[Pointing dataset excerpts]
═══

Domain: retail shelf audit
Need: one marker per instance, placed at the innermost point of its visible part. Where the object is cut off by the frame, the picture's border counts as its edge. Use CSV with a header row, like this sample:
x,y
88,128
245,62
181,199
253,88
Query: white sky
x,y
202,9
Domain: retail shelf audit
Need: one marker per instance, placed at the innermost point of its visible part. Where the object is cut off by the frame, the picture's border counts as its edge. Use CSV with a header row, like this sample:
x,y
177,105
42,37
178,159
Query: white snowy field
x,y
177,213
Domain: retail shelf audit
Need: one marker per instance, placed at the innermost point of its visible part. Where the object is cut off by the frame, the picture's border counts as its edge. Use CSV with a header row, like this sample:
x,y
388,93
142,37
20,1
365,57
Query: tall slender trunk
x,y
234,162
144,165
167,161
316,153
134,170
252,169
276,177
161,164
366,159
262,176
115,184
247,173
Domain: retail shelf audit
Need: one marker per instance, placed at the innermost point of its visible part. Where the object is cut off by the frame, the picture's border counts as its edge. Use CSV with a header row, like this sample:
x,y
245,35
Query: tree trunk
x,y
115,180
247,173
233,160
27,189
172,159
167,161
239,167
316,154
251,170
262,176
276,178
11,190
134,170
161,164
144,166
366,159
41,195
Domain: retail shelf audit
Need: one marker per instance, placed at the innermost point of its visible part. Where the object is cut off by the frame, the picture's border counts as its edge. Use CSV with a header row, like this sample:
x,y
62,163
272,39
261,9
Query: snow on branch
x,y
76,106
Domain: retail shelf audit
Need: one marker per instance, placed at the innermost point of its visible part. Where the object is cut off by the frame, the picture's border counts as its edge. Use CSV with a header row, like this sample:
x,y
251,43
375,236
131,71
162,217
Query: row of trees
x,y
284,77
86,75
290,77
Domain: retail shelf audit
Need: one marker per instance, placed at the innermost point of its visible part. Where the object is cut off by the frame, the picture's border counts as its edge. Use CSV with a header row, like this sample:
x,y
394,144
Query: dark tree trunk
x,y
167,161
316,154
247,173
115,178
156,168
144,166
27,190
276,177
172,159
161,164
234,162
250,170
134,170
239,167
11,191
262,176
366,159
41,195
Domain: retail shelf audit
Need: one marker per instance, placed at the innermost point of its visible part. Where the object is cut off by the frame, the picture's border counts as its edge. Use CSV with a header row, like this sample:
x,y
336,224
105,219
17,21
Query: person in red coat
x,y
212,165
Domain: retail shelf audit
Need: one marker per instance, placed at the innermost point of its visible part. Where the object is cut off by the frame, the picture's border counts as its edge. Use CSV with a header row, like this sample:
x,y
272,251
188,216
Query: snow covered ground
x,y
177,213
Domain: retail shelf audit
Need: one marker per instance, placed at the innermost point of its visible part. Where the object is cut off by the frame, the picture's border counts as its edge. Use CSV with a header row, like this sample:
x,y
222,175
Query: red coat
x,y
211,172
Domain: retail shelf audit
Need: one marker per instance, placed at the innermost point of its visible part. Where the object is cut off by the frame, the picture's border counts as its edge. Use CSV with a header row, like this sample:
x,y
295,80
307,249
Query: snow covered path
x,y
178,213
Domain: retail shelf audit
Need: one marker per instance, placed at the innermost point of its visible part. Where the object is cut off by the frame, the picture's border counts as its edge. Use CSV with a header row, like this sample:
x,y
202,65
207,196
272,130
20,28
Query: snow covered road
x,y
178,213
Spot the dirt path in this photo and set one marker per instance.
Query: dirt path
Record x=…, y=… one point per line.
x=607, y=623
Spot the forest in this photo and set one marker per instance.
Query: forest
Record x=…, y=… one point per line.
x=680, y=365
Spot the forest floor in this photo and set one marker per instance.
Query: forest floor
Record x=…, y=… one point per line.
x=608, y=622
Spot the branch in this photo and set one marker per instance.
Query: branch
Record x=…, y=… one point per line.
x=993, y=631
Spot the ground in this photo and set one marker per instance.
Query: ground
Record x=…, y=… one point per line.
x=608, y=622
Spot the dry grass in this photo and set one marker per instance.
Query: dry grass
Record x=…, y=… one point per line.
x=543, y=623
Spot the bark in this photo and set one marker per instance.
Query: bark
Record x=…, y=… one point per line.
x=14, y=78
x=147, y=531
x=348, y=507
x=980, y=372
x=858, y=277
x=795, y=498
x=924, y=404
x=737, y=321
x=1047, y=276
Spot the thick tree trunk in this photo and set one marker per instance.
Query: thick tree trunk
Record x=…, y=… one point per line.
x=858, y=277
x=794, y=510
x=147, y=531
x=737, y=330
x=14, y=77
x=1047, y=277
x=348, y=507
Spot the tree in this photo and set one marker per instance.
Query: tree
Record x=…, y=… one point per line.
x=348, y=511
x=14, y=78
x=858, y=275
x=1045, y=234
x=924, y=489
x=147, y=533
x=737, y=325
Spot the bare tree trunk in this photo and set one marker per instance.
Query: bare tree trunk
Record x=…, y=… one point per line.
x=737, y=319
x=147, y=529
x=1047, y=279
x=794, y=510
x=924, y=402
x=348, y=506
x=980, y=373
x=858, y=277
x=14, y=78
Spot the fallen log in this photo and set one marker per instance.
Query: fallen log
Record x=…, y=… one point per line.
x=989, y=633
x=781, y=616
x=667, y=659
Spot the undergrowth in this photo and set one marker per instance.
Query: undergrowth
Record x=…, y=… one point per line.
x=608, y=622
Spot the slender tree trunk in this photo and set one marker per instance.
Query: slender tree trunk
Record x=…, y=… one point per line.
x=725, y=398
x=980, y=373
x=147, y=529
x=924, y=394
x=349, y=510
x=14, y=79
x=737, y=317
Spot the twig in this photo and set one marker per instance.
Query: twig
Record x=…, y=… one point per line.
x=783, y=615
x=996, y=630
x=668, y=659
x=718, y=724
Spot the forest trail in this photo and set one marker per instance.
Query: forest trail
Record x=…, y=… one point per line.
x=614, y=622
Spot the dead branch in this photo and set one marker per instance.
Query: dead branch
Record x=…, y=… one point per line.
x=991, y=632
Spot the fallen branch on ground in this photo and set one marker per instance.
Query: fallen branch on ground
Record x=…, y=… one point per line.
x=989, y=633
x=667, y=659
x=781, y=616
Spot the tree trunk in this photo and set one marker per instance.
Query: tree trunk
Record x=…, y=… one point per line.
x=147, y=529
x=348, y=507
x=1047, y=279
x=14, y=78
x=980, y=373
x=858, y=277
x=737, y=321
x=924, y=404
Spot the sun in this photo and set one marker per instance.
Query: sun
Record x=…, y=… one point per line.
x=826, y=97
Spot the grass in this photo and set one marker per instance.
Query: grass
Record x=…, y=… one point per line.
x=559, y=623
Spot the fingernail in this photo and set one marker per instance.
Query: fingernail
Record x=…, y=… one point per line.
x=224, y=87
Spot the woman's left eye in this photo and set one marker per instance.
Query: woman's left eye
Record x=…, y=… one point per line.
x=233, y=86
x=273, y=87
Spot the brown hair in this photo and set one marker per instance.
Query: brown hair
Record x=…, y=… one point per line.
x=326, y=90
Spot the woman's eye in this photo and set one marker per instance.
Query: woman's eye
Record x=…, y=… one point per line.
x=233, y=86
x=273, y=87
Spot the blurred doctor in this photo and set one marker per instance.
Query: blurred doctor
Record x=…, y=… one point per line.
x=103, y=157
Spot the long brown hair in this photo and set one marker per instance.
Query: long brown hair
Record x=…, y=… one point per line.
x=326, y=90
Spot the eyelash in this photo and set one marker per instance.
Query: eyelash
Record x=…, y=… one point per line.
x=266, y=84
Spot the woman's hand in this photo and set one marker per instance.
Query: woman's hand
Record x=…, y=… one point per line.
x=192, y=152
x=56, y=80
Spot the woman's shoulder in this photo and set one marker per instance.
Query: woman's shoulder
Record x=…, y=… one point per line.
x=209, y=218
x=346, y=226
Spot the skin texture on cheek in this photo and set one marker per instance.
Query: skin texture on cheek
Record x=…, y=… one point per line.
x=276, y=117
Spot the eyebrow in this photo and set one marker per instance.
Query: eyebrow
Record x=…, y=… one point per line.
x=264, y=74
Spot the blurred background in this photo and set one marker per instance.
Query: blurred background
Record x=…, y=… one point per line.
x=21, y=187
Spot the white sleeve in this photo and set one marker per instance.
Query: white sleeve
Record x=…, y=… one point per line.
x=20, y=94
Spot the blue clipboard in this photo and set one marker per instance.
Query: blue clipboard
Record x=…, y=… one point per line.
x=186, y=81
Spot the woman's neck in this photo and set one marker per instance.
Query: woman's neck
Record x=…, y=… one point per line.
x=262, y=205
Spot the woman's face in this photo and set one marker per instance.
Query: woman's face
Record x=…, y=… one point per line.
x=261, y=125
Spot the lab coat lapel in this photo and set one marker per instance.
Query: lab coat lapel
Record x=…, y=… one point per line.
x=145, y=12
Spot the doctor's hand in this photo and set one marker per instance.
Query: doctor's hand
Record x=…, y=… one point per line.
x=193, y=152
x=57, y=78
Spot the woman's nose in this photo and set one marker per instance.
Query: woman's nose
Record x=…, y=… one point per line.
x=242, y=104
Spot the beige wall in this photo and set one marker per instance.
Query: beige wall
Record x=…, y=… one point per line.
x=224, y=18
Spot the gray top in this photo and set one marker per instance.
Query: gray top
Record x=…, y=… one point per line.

═══

[TASK DIRECTIONS] Beginning at the line that contains "Spot the lab", retype each line of the listing up to and including the last one, exactly as it stands, and nothing else.

[ANSWER IN FULL]
Spot the lab coat lapel in this photo and set one marker per instance.
Query: lab coat lapel
Record x=…, y=… one point per line.
x=145, y=12
Spot the doctor's hand in this photo and set one marker per instance.
Query: doctor's hand
Record x=…, y=… one point per line.
x=193, y=152
x=57, y=78
Spot the woman's nose in this photo and set one marker per instance.
Query: woman's nose
Record x=…, y=… one point per line.
x=242, y=104
Spot the beige wall in this photo and set one marker per instance.
Query: beige wall
Record x=…, y=… one point per line.
x=224, y=18
Spot the gray top in this photo and set one marker per instance.
Query: gray top
Record x=…, y=… one point per line.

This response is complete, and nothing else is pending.